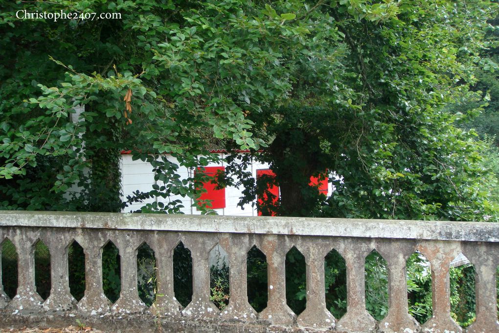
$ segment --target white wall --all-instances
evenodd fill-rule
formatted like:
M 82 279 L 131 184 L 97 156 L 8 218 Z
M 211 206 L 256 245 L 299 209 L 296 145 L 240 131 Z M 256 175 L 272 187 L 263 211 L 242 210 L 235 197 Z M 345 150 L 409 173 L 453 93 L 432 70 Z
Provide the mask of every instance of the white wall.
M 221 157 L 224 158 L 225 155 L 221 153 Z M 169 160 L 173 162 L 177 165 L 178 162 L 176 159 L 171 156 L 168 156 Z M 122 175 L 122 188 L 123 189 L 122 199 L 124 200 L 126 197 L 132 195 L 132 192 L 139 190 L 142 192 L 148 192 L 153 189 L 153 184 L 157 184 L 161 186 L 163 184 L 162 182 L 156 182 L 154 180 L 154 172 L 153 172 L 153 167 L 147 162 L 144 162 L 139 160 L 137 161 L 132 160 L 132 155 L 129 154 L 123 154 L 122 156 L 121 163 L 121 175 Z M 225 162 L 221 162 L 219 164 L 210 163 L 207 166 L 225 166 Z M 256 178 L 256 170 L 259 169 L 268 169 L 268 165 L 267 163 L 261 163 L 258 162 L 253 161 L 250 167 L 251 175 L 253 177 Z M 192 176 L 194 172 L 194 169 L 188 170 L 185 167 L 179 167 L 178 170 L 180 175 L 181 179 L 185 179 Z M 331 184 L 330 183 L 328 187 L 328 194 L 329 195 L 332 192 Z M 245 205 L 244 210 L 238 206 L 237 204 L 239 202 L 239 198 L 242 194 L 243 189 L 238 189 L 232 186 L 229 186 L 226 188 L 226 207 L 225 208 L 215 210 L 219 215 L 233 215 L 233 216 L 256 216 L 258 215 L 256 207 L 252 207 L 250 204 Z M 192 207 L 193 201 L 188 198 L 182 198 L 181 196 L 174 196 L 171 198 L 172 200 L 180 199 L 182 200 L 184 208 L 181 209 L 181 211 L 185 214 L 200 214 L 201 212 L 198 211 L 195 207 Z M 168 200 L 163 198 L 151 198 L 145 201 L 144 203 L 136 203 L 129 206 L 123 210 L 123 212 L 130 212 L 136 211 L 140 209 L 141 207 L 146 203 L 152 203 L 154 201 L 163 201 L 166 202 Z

::::::::

_Goal:_ Copy out every row above verbatim, leaving out the pictures.

_Task result:_
$ segment --target white wall --all-instances
evenodd fill-rule
formatted like:
M 82 279 L 131 184 L 97 156 L 8 218 Z
M 211 206 L 256 245 L 299 209 L 296 145 L 240 131 Z M 256 175 L 272 187 L 263 211 L 242 210 L 235 197 Z M 345 150 L 409 173 L 453 93 L 432 70 Z
Provide the mask of every instance of the white wall.
M 221 157 L 224 158 L 225 155 L 221 153 Z M 169 160 L 173 162 L 177 165 L 178 162 L 176 159 L 171 156 L 168 156 Z M 122 175 L 122 188 L 123 189 L 122 199 L 124 200 L 126 197 L 132 195 L 132 192 L 139 190 L 142 192 L 148 192 L 153 189 L 153 184 L 157 184 L 161 186 L 163 184 L 162 182 L 156 182 L 154 180 L 154 172 L 153 172 L 153 167 L 147 162 L 144 162 L 139 160 L 137 161 L 132 160 L 132 155 L 129 154 L 123 154 L 122 156 L 121 163 L 121 175 Z M 225 162 L 221 162 L 219 164 L 210 163 L 207 166 L 225 166 Z M 256 178 L 256 170 L 259 169 L 268 169 L 268 165 L 267 163 L 261 163 L 258 162 L 253 161 L 250 167 L 251 175 L 253 177 Z M 192 176 L 194 172 L 194 169 L 188 170 L 185 167 L 179 167 L 178 170 L 180 175 L 181 179 L 185 179 Z M 331 184 L 330 183 L 328 187 L 328 194 L 329 195 L 332 192 Z M 245 205 L 244 210 L 238 206 L 237 204 L 239 202 L 239 198 L 242 194 L 243 189 L 238 189 L 232 186 L 229 186 L 226 188 L 226 207 L 225 208 L 215 210 L 219 215 L 233 215 L 233 216 L 256 216 L 258 215 L 256 207 L 252 207 L 250 204 Z M 192 207 L 193 201 L 188 198 L 182 198 L 181 196 L 174 196 L 171 198 L 172 200 L 180 199 L 182 200 L 184 208 L 181 209 L 181 211 L 185 214 L 200 214 L 201 212 L 198 211 L 195 207 Z M 168 200 L 163 198 L 151 198 L 145 201 L 144 203 L 136 203 L 129 206 L 123 210 L 123 212 L 130 212 L 136 211 L 140 209 L 141 207 L 146 203 L 152 203 L 154 201 L 163 201 L 166 202 Z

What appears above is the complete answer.